*** Data for analysis

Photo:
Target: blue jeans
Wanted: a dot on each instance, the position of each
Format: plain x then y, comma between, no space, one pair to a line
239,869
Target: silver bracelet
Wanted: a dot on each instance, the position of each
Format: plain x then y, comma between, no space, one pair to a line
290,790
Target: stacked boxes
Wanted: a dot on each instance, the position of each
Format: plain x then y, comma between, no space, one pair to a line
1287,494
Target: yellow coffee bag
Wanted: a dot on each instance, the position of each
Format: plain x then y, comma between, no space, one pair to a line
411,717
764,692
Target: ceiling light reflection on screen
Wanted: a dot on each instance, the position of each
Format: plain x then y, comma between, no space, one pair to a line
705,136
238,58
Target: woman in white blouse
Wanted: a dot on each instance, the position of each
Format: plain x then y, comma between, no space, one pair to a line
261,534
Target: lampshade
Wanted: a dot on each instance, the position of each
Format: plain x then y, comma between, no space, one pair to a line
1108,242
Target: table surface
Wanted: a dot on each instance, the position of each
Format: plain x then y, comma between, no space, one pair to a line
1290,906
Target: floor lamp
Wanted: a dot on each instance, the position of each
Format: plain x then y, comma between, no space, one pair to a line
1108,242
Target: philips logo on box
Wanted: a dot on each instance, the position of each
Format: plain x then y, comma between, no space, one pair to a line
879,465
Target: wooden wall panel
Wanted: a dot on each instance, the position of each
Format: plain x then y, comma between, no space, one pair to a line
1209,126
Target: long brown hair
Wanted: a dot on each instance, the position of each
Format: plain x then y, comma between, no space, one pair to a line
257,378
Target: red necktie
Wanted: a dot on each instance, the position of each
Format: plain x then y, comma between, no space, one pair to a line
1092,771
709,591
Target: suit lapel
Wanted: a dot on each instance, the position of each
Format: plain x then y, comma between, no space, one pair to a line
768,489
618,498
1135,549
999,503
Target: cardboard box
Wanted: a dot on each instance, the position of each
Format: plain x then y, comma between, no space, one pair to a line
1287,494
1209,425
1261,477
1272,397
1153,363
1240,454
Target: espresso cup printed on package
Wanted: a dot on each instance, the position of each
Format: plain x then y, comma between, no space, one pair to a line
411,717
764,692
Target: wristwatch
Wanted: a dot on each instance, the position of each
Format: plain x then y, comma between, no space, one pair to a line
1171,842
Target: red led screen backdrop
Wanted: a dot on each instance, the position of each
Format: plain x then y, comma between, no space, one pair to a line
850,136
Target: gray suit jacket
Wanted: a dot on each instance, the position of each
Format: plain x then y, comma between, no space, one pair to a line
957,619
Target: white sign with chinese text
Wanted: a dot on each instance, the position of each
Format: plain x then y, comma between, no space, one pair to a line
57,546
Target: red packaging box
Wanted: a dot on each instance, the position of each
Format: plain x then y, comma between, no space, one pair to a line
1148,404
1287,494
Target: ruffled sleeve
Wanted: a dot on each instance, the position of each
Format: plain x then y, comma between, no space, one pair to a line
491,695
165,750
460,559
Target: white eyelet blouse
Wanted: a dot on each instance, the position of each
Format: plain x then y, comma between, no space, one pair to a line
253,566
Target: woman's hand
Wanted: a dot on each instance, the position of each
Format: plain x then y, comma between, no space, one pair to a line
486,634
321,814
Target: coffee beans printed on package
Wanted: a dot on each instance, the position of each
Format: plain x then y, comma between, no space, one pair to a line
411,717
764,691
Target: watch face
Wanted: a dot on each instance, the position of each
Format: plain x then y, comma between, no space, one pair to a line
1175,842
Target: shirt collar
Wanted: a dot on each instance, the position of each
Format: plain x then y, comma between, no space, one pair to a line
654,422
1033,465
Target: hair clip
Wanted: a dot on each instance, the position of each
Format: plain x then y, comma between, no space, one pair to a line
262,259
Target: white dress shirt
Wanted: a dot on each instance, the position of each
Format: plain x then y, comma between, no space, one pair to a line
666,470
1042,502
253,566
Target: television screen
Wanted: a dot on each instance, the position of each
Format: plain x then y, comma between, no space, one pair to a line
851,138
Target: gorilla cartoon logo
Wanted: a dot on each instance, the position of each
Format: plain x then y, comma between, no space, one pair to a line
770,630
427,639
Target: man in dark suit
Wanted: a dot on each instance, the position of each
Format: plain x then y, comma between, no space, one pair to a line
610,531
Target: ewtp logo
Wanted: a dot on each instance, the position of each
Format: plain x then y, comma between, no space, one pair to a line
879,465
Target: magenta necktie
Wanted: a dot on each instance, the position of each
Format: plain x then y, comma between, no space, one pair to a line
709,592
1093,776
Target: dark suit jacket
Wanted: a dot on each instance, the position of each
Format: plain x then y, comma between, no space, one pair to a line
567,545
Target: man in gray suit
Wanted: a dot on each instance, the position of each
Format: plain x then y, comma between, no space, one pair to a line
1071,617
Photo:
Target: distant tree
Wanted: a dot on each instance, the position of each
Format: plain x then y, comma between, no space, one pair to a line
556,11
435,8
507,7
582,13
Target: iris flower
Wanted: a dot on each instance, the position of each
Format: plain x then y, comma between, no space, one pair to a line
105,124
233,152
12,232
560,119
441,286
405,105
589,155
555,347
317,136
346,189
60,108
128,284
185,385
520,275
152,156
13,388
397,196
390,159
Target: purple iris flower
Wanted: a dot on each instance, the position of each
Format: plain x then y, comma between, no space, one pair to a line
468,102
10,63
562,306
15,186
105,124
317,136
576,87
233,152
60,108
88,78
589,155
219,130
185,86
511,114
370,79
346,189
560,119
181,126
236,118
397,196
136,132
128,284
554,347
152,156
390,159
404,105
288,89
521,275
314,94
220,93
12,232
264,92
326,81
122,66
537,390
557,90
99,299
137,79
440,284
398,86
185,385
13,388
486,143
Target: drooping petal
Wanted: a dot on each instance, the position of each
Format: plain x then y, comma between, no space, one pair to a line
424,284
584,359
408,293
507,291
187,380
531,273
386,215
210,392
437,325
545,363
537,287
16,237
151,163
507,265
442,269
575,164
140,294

******

Work task:
The data should be transcribed exactly, line for line.

Solution:
Photo:
Target: blue jeans
Wanted: a dot on each instance, the position of each
Format: plain x then y, comma between, no space, one pair to a line
239,869
Target: silver bracelet
Wanted: a dot on each instance, the position of each
Format: plain x then y, comma between, no space, one pair to a line
290,790
Target: stacked boxes
Wanted: a dot on each instance, the position of each
Format: plain x then y, comma between, no space, one pair to a line
1287,494
Target: yellow coffee bag
Wanted: a dot on each instance, the position of each
Format: plain x then y, comma between, no space, one pair to a line
411,717
764,692
Target: ceiling light reflection on screen
Wanted: a dot on each instance, the position of each
Format: plain x then y, comma between, no space, one pair to a line
705,136
238,58
Target: woman in white blouse
Wanted: a dot on each instance, the position of each
Format: plain x then y, comma between, no space, one pair to a line
261,534
Target: lampshade
Wanted: a dot on each instance, the position of each
Format: plain x then y, comma between, no space, one pair to a line
1108,242
Target: table surface
Wanted: a dot on each instance, the position of each
Format: plain x then y, comma between, no space, one pair to a line
1290,906
Target: floor lamp
Wanted: a dot on each instance, the position of each
Format: plain x then y, comma between, no space, one pair to a line
1108,242
Target: philips logo on box
Wanted: a dot on each instance, the position of each
Format: plain x then y, comma between, no space, one pair to a line
879,465
Target: wooden wall panel
Wanted: a dot on each instance, the position of each
Format: plain x then y, comma between, no space, one pair to a line
1209,126
Target: long brown hair
Wanted: a dot on each instance, the position of each
Format: plain x then y, comma between, no space, one pair to a line
257,378
Target: red necktie
Wanted: a dot on each instance, the position of each
Format: plain x then y, comma between, no space, one pair to a line
1092,771
709,591
Target: suit lapel
Wanted: a dot on each instance, the position of each
Format: plain x then y, comma between, no space, one pair to a line
768,489
618,498
1135,549
999,503
Target: cardboard box
Wanted: a dot on each instance, the position of each
Format: plain x then y, comma between, no space, one pair to a line
1287,494
1209,425
1261,477
1272,397
1153,363
1240,454
Target: espresso cup printed on package
Wanted: a dot on each instance, the position of each
Format: plain x then y, comma between, no space, one pair to a line
411,717
764,692
Target: wristwatch
Wanted: a dot on each instance, the position of each
Format: plain x then y, comma between, no space, one pair to a line
1171,842
Target: red led screen backdrop
Wanted: a dot on each instance, the position of each
Format: plain x then y, comma between, no space, one pair to a line
850,136
Target: gray suit jacket
Wanted: a dot on each instance, the position of each
Format: plain x then y, comma between, no space, one pair to a line
957,619
Target: white sign with chinese text
Wanted: a dot on each instance, the position of each
Format: plain x then y, comma between, no space, one pair to a line
57,546
Target: red packaging box
Wanted: a dot on each instance, the position of each
Format: plain x then y, comma between, no space, one pair to a line
1148,404
1287,494
Target: ruffled sleeve
Wanted: a dot on each instance, the position of each
Format: plain x then y, comma between, no space, one pair to a line
491,695
165,750
460,559
Target: white eyelet blouse
Wanted: a dot on each instance, the position of each
Format: plain x then y, comma between, no space, one pair to a line
253,566
Target: woman's hand
Wanted: a dot on each instance, the position of each
Format: plain x then y, comma between, no space, one pair to a line
486,634
321,814
Target: coffee beans printed on package
Wanted: a dot on each instance, the position of each
Format: plain x then y, comma between, no space, one pair to a line
411,717
764,691
Target: watch face
Wanted: a dot on each instance, the position of each
Format: plain x then y, comma between, no space, one pair to a line
1175,842
Target: shirt collar
Wanted: a dot on each instance, the position of each
Format: plain x then y, comma between, no space, one pair to a line
654,422
1033,465
Target: hair clip
Wanted: a dot on each instance, the position of each
Format: plain x then y, comma between, no space, one pair to a line
262,259
Target: white dress shirt
Wanted: a dot on each instance, the position of each
Format: plain x then y, comma between, no space, one pair to a line
666,470
1042,502
253,566
Target: television screen
Wanted: a dot on each instance, the position of each
Format: plain x then y, comma between, no space, one pair to a line
851,138
Target: gorilla cartoon logo
Wanted: a dot on each instance, the position of each
Format: plain x then y, comma between, no space, one pair to a line
770,630
427,639
Target: man in dark suit
Wanted: a dot on each instance, the position of each
Format: plain x then y, comma between, no space, one pair to a line
610,531
Target: ewtp logo
Wanted: a dot on each instance, the position of each
Format: plain x then y, comma between, no space, one pair to a line
879,465
Target: magenta necktie
Wanted: a dot on each instance, the position of each
Format: plain x then y, comma between, no space, one pair to a line
709,592
1093,776
Target: dark suit jacket
Wanted: a dot on each instance, the position of each
Format: plain x then y, comma between, no space, one pair to a line
567,545
Target: man in gray suit
Wanted: a dot on each instance, the position of each
Format: plain x then y, comma between, no space, one pair to a line
1071,617
Photo:
Target: distant tree
Wanted: a dot on each instance, the position of each
Format: plain x then y, comma between, no space, one pair to a line
556,11
435,8
507,7
582,13
Target: iris flower
Wanted: a dot on each instance, the position of each
Format: plain x then y, comma between, no space, one pair to a line
105,124
233,152
12,232
560,119
441,286
405,105
589,155
555,347
317,136
346,189
60,108
128,284
185,385
520,275
152,156
13,388
397,196
390,159
Target: purple iris flower
Wanted: a dot on each instance, the position of each
Format: plain x then y, comma between, no space, one pair to a line
468,102
10,63
562,306
15,186
105,124
317,136
576,87
233,152
60,108
88,78
589,155
219,130
185,86
511,114
370,79
346,189
560,119
181,126
236,118
397,196
136,132
128,284
554,347
152,156
390,159
404,105
288,89
521,275
314,94
220,93
12,232
264,92
326,81
122,66
537,390
557,90
99,299
137,79
440,284
398,86
185,385
13,388
486,143
Target: drooping petal
Wanted: a dot on each instance, the position of each
Format: plain x then y, comma between, no space, one pair to a line
424,284
584,359
408,293
507,291
187,380
531,273
386,215
210,392
437,325
545,363
537,287
16,237
151,163
507,265
442,269
575,164
140,294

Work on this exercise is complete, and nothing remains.